Word for word, please restate each record and pass over the pictures.

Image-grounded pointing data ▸
------------------------------------------------
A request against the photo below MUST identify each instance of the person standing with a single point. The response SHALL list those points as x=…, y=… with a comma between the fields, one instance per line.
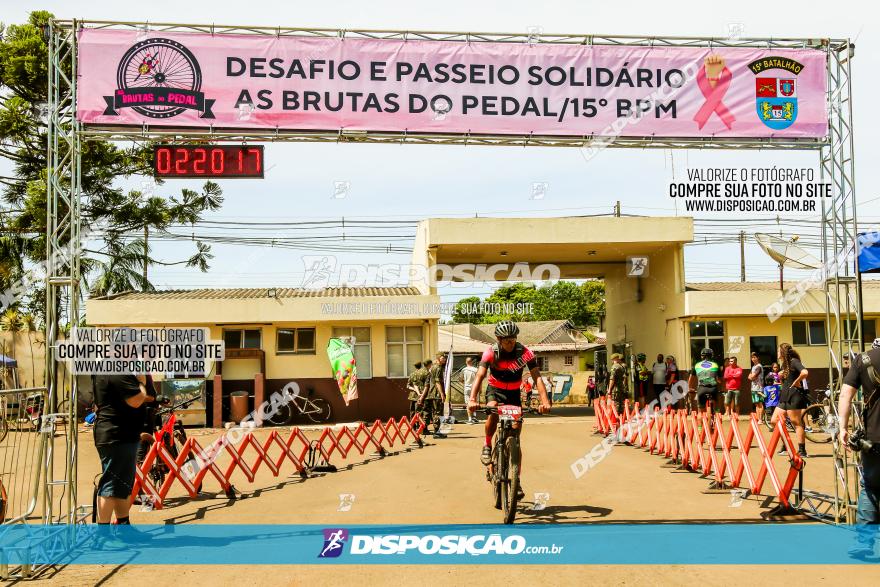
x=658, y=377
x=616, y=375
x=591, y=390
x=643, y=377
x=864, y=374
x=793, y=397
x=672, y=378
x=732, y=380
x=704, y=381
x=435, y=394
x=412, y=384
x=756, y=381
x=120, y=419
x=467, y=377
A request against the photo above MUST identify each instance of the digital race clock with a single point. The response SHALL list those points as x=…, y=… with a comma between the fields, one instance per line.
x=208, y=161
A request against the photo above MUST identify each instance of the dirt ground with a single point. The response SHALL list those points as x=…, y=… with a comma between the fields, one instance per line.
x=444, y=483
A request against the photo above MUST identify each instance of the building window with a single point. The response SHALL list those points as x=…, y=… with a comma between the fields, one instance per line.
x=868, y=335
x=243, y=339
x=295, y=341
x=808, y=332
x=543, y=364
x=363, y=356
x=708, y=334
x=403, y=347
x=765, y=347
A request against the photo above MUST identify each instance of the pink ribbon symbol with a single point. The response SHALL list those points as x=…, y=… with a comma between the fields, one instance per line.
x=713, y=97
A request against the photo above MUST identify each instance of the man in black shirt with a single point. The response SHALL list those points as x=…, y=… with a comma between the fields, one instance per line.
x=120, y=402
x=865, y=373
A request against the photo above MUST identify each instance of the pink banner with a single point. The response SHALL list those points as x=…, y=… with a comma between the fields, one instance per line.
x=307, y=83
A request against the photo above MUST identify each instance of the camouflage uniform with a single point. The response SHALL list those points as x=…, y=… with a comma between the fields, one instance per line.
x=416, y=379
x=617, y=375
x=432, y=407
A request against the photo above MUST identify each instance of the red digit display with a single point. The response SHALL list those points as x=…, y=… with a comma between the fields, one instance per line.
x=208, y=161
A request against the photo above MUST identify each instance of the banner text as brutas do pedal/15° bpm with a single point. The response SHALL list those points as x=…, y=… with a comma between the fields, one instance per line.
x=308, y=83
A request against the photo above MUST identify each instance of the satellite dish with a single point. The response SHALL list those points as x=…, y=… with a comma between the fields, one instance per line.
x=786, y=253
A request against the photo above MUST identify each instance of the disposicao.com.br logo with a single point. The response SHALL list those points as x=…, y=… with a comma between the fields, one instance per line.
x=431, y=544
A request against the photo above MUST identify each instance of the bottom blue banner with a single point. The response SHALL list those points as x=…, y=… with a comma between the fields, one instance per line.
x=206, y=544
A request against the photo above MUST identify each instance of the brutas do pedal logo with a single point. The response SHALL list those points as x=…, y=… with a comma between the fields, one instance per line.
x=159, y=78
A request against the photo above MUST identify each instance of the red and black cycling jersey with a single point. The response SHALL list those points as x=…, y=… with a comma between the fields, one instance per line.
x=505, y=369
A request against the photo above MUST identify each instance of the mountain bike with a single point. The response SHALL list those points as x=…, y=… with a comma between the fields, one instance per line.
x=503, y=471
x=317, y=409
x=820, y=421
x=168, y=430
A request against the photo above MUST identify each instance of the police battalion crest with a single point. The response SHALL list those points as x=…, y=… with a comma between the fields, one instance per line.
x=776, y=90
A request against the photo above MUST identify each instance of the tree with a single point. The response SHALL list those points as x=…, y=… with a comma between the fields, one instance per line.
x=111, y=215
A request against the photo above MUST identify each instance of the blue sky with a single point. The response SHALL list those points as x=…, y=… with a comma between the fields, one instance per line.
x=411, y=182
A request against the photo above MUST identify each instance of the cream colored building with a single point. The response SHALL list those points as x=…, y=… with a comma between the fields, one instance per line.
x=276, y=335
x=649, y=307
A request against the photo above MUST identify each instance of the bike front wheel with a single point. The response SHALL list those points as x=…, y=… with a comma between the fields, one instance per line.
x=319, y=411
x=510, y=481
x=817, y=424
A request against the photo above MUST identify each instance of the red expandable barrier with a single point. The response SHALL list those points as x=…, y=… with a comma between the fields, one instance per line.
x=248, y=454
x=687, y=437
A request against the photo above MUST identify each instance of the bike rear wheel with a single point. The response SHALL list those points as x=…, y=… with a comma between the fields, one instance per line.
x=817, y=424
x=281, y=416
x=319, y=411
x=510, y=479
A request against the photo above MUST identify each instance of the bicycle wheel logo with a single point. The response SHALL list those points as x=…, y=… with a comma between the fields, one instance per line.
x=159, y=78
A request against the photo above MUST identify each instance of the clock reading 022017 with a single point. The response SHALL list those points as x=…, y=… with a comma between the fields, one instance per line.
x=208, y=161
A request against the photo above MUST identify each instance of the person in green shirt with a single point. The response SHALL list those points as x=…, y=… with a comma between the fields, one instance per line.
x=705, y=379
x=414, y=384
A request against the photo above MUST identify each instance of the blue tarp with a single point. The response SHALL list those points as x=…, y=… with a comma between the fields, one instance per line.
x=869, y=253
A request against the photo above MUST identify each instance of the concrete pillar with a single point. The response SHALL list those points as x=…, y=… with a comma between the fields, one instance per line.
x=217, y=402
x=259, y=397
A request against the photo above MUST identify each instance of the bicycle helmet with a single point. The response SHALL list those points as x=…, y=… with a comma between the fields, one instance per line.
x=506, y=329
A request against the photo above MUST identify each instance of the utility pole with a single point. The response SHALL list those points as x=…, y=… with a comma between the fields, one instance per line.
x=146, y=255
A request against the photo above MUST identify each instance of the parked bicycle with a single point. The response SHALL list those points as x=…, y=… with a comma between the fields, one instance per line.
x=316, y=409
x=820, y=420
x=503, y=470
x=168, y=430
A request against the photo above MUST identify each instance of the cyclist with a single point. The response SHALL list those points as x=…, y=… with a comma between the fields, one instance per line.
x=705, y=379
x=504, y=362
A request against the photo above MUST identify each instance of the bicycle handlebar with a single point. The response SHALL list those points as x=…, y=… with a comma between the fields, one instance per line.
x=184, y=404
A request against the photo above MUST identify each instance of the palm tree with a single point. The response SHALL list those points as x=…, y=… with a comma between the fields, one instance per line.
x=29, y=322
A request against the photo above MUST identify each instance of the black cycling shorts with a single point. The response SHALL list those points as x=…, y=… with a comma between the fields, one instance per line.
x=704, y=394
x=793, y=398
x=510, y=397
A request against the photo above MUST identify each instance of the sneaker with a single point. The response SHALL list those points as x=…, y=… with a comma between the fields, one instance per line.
------------------------------------------------
RESPONSE TO THE EXERCISE ▸
A request against the photo below MUST identify each instance of the person standing with a single point. The response SHALL list those points as x=…, y=… with a comma between the fields, one instance per line.
x=658, y=377
x=616, y=375
x=591, y=390
x=643, y=377
x=864, y=374
x=793, y=397
x=672, y=378
x=732, y=380
x=704, y=381
x=435, y=394
x=412, y=384
x=756, y=381
x=120, y=419
x=467, y=377
A request against the photo above MUST identify each instance of the digital race clock with a single point. The response SHALL list those points as x=…, y=… with a comma between the fields, one instance per line.
x=208, y=161
A request against the photo above MUST identify each instance of the dirt ground with a single point. The response SHALL list those points as x=…, y=… with a comma between the fields, one instance per line.
x=444, y=483
A request against the photo above MUST identify each instance of the building window with a single point. The response SHALL list those points as x=…, y=… with a comma between the fields, one instance per line.
x=868, y=335
x=243, y=339
x=295, y=341
x=808, y=332
x=543, y=364
x=363, y=356
x=708, y=334
x=403, y=347
x=765, y=347
A request against the photo above MUST identify each instance of the pink ribbon symbol with a single point. The response SHALL list those points as x=…, y=… with a comma between the fields, one instance per line.
x=713, y=97
A request against the photo above MUST identify each instance of the man in black shirt with a single point. The response SHALL list those points as x=…, y=… with a comma between the fields, one instance per line.
x=120, y=402
x=865, y=373
A request against the photo above MUST identify each instance of the pink banner with a single point. The response SHALL list those points as x=…, y=… with a comma between the fields, one instance per line.
x=307, y=83
A request against the photo above MUST identify each instance of the camouflage uniform with a single point. The response SHALL list those points as x=…, y=… with a comma between the fields, one instance per line.
x=416, y=379
x=617, y=375
x=432, y=407
A request against the photo above MUST identify each instance of the red digit display with a single point. The response SHALL list those points as x=…, y=… with a comma between the fields, one instance per line.
x=208, y=161
A request against the photo above MUST identify each instance of the banner text as brutas do pedal/15° bpm with a single point. The response SHALL list those points as x=…, y=… with a comma between the fields, one instance per line.
x=308, y=83
A request against the photo above MUST identify each instance of the satellite dish with a single point. The response SHALL list those points as x=…, y=… with a comma between the fields, one instance per line.
x=786, y=253
A request against the photo above MUST identify each instance of the disposicao.com.br logo with a single point. The response SHALL list those points as x=…, y=… with a comma between the fields, one instance per line.
x=431, y=544
A request against the photo above MUST identify each instance of the bottom blue banner with a single point. The response SHALL list those points as x=…, y=… with a comma between the fields, one instance per line.
x=206, y=544
A request against the photo above MUST identify each instance of the brutas do pedal logo with a single point. The response SHALL list those points as x=…, y=… with a comma between the fields, one instance per line.
x=159, y=78
A request against the photo above MUST identify each instance of the red and black cycling jersey with a single point. The response SHALL list those points as x=…, y=… with a comma between the fields, one instance per line.
x=505, y=369
A request against the photo above MUST identify each instance of the mountain bike with a single point. The response SHALL list those points as x=…, y=… with a comma between the fields, one instance per line.
x=503, y=471
x=317, y=409
x=820, y=421
x=168, y=430
A request against the photo above MUST identify each instance of the police battalion crest with a single point. The response SHALL list those points as x=…, y=… with a comma between the fields, one instance per line.
x=776, y=90
A request against the photo above MUST identify each instance of the tree with a single point. The response SHALL list those points as x=…, y=… with a comma between the fields, one instance per line.
x=111, y=215
A request against the photo above MUST identify each instance of the blue sky with a single point. The response SHALL list those points as x=…, y=… with a comma between the fields, one instance per line.
x=411, y=182
A request against the photo above MUST identify each instance of the cream colored building with a single point. The response SHALL list those points as x=…, y=… with a comma between the fields, one instance per line.
x=276, y=335
x=649, y=307
A request against the photo above MUST identify each instance of the bike front wheel with a single point. The response SHALL list those points as x=…, y=… with a comma between the fields, one instance per line.
x=319, y=411
x=510, y=481
x=817, y=424
A request against the photo above MUST identify each instance of the red expandable barrier with a single point. The response SHALL list those points as x=…, y=… with a comma between the fields, one instance per line.
x=248, y=454
x=687, y=437
A request against the photo above MUST identify each instance of the bike rear wheel with a single point. The response SHALL list those points as x=…, y=… with a comma between the fields, one instance per line.
x=817, y=424
x=281, y=416
x=319, y=411
x=510, y=479
A request against the photo above MUST identify each instance of the bicycle wheel logo with a single point. The response SHALL list those points as x=…, y=… with a comma between the fields, one instance per line.
x=159, y=78
A request against the photo above MUST identify each instance of the clock reading 022017 with a single point. The response SHALL list those points as x=…, y=… with a comma between the fields, one instance per line.
x=208, y=161
A request against the photo above MUST identify each instance of the person in green shirt with a single point. The response SHALL list those points as x=…, y=… with a comma between the fields, one instance per line.
x=705, y=379
x=414, y=384
A request against the photo above MUST identify each instance of the blue tarp with a single point. The response SHALL list those points as x=…, y=… with a comma between the fields, one instance per line.
x=869, y=253
A request against the photo above MUST identify each instance of the concrete pillar with a single point. The response SHALL list those points as x=…, y=… with a comma between the fields, one instance per line.
x=217, y=402
x=259, y=397
A request against the photo above MUST identify each instance of the bicycle helmet with a single point. The response SHALL list those points as x=…, y=… with a comma between the fields, one instance per line.
x=506, y=329
A request against the photo above MUST identify each instance of the utility pole with a single point. The response SHALL list those points as x=…, y=… with a comma between the fields, one instance per line.
x=146, y=255
A request against the photo above MUST identify each instance of the parked bicycle with a single point. The response SHALL list those points as x=…, y=… with a comma between the fields, one instance per line.
x=316, y=409
x=820, y=420
x=503, y=470
x=168, y=430
A request against the photo above MUST identify each instance of the cyclist with a single point. The response SHALL list those points as x=…, y=… with a comma between the fields, one instance per line.
x=705, y=379
x=504, y=362
A request against the photo above MUST identify each instance of the bicycle handlebar with a single point. The response SHALL list those points as x=…, y=… with a comma between the fields, one instance per line.
x=184, y=404
A request against the photo above MUST identify each instance of the palm tree with a single point. The response SHALL list those points as x=…, y=… with a comma between the fields, one instance per line.
x=29, y=322
A request against the photo above MUST identify each instance of the black cycling shorts with a single point. The response SHALL list those points as x=…, y=… with a comma between the fields, one instance per line.
x=704, y=394
x=793, y=398
x=510, y=397
A request against the photo above MUST identify each instance of the sneaker with a single point. The response SHALL list those points as x=…, y=… with a comma between the fields, one instance per line.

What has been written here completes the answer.